Source passage:
■ ■ ■

Anthony Fauci Confidently Dares Republicans To Investigate Him, Days After Pledging To Resign Before End of Joe Biden's First Term

Anthony Fauci
Director of the National Institute of Allergy and Infectious Diseases Anthony Fauci looks on during the daily briefing on the novel coronavirus, COVID-19, in the Brady Briefing Room at the White House on April 1, 2020, in Washington, DC. MANDEL NGAN/AFP via Getty Images

Dr. Anthony S. Fauci sneered at the prospect of being investigated by Republicans if the party retakes control of Congress in the crucial midterm elections, defending his record and urging GOP legislators to take their best shot.

The 81-year-old career bureaucrat who has led the National Institute of Allergy and Infectious Diseases (NIAID) since 1984 and was recently infected with COVID-19 has been laying low but has recently resurfaced with a string of media appearances as the fear machine over Monkeypox and the latest variant is revving up.

Fauci Dares Republicans To Investigate Him

He appeared on CNN's "New Day" on Tuesday and chatted with anchor John Berman. The primary topic was whether a public health emergency declaration over Monkeypox - which has been largely spread through homosexual male group sex - is in the works, but the good doctor was also asked about the prospect of being forced to testify before GOP-led committees if the Democrats lose in November, as most analysts predict.

While Fauci remained defiant about his performance throughout the horrific years of the COVID-19 issue, several attempted to clear the air, like Tom Elliott of multimedia marketplace Grabien, who tweeted a recording of the program.

■ ■ ■

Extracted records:
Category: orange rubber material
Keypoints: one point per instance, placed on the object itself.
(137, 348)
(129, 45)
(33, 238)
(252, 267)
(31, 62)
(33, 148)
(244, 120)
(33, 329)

■ ■ ■

Things to do:
1 – Please give the Fauci article again between "Anthony Fauci Confidently" and "their best shot.", inclusive, substituting "the GOP" for "Republicans".
2 – Summarize the Fauci article in two sentences.

Task-by-task answers:
1 –
Anthony Fauci Confidently Dares the GOP To Investigate Him, Days After Pledging To Resign Before End of Joe Biden's First Term

Anthony Fauci
Director of the National Institute of Allergy and Infectious Diseases Anthony Fauci looks on during the daily briefing on the novel coronavirus, COVID-19, in the Brady Briefing Room at the White House on April 1, 2020, in Washington, DC. MANDEL NGAN/AFP via Getty Images

Dr. Anthony S. Fauci sneered at the prospect of being investigated by the GOP if the party retakes control of Congress in the crucial midterm elections, defending his record and urging GOP legislators to take their best shot.

2 – Anthony Fauci, the 81-year-old who has led the National Institute of Allergy and Infectious Diseases since 1984, scoffed at the prospect of being investigated by Republicans if they retake Congress in the midterm elections, defending his record and urging GOP legislators to take their best shot. He was asked about it on CNN's "New Day" with anchor John Berman, where the main topic was whether a public health emergency declaration over Monkeypox is in the works.